**EXTRACTED ENTRIES**
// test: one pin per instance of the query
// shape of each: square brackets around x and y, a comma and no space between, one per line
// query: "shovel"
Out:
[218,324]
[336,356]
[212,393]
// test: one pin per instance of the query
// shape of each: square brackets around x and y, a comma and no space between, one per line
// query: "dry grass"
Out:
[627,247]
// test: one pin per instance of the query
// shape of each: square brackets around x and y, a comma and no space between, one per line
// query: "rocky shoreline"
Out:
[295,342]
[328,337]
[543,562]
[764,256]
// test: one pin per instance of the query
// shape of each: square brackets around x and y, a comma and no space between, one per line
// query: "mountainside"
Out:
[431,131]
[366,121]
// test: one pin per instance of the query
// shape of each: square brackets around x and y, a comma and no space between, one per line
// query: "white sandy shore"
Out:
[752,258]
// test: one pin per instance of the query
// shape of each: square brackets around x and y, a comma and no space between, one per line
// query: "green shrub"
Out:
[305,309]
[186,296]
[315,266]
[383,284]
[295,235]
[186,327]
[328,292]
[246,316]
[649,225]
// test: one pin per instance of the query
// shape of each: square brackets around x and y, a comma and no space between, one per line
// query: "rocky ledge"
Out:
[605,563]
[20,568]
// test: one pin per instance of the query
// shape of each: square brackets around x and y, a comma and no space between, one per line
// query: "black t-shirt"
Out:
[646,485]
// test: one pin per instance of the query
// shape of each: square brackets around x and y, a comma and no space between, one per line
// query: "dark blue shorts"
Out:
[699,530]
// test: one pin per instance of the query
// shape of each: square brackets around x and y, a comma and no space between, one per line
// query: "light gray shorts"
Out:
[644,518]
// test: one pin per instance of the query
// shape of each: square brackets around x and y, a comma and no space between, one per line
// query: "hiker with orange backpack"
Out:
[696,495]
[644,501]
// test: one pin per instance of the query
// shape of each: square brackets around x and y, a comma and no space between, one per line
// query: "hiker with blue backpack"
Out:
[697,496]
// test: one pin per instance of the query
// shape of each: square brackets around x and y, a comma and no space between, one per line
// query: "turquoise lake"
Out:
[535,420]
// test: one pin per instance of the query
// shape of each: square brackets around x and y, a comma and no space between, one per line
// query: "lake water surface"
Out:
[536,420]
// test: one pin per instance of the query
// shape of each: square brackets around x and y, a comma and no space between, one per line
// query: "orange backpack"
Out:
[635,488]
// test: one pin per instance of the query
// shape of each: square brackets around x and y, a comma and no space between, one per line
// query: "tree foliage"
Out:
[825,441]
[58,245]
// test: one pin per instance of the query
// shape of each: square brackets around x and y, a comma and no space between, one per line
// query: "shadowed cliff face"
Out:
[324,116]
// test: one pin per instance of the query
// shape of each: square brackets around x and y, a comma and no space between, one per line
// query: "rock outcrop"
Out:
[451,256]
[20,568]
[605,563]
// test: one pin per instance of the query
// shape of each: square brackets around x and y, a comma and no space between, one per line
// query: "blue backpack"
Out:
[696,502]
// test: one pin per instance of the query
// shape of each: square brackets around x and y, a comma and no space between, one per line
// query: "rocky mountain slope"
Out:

**JOB**
State how many lines in the items above contain the string "rocky". Reply with the number alone.

**IN RESPONSE**
3